To accomplish requirement 1 the system should be able to flexibly combine concepts and algorithms in order to establish registration methods by using independent main pillars as stated by Maintz et al. [1]. Unlike the original ITK, the flexibility does not end with the compilation of the program. This flexibility should not be achieved by using simply a scripting language, in order to suit the individual needs of different user groups. A script-based approach may be well-suited to a scientific environment, but when it comes to integration into daily routine, it would be clearly out of scale and not appropriate for the common clinician. A kind of semantics, helping to find reasonable combinations, is also desirable. The second requirement is an open system with embedding facilities, in order to allow the easy integration of new components and ideas, so as to ensure applications that can more easily evolve with scientific progress. To establish an evaluation basis (requirement 3), protocols and tools are needed that allow analysis, optimization and comparison of the efficiency of components or image processing methods. To avoid problems of lacking comparability, it should be possible to exchange and import methods as well as test data. This achieves exchangeability (requirement 4) of ideas and comparability of results.
The main focus of the developers is the engineering of new registration algorithms and components. They need an open system for the quick integration of new component ideas. They want to achieve short development cycles and they also need evaluation facilities for the basic evaluation of the component functionality.
Scientists are focused on solving new matching tasks. They assemble and optimize new registration methods, and finally there has to be the possibility to test, compare and optimize the different approaches.
Clinicians want an application for solving problems in daily routine. Therefore they require a program with good usability within their workflow. It should be a streamlined and simple application, which does not offer confusing options for adjustment but has an intuitive front end and, preferably, evolves with the user’s demands. This would mean only minor changes in workflow when new problems need to be solved.
Surely it is possible to design suitable, but non-coherent, tools for every single group. But interaction problems between the groups and their tools would mean a needless loss of synergy. A scheme illustrating the nature of interaction between the user groups is stated in Fig. 1. It shows how development of new approaches is driven by demands of the clinicians or rather the part of the option space really needed for their problems. Starting at the developers there is an ongoing process of specialization from the total multitude of possibilities (methods, their combination and parameterization) to the clinically needed option set, presented by a specialization corridor. Having a framework accompanying through all groups is one effective way to ensure that this condition is met.

§ **Tasks to carry out**
**A.** List every user group that the excerpt on registration system requirements describes.
**B.** In the excerpt on registration system requirements, what does the specialization corridor present?

§ **Data**
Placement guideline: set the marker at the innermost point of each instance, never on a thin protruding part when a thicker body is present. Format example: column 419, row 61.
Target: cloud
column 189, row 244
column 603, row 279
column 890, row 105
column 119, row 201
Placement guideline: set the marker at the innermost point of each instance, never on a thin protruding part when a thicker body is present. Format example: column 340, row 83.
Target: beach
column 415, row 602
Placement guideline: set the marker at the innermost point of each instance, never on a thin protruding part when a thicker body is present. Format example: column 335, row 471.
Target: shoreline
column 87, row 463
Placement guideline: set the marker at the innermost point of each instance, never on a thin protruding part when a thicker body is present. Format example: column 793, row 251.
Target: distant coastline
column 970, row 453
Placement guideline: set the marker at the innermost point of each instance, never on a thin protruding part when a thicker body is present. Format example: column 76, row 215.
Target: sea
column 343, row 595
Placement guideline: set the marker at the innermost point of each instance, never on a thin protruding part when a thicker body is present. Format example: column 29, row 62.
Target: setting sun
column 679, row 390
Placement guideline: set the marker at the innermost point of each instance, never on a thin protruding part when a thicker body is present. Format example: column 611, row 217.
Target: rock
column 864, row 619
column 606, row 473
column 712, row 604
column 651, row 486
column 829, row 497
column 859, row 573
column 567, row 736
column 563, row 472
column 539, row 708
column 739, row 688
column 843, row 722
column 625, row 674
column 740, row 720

...

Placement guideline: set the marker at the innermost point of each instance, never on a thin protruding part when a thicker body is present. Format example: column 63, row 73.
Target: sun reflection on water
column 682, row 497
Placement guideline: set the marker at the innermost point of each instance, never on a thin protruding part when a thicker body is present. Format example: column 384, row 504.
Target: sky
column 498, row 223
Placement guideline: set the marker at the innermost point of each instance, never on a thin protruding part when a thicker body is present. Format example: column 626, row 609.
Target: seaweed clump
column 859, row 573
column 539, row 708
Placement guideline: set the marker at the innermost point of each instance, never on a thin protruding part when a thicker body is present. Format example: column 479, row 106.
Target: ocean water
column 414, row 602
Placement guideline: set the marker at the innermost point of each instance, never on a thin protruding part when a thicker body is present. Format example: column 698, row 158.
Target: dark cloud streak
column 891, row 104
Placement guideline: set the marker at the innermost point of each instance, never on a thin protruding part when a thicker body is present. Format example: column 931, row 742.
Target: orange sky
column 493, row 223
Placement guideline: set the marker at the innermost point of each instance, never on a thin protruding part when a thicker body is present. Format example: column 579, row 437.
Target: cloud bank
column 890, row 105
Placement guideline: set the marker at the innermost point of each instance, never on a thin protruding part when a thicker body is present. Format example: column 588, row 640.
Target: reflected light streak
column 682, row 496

...

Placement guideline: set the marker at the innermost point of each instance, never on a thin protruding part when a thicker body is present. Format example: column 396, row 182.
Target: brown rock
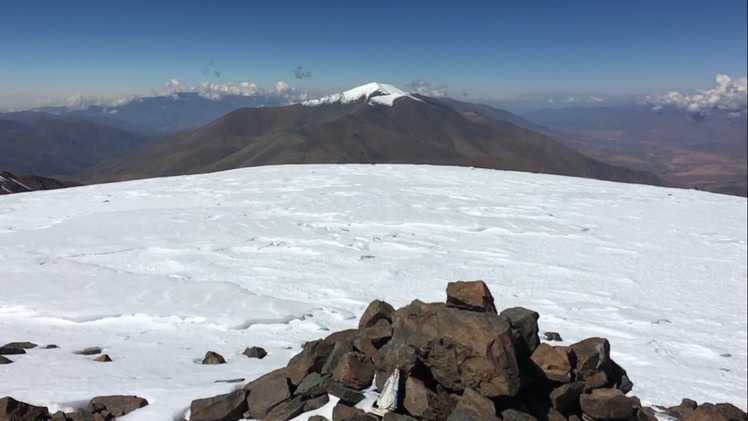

§ **Answers below**
**A.** Developers, scientists, clinicians

**B.** The clinically needed option set.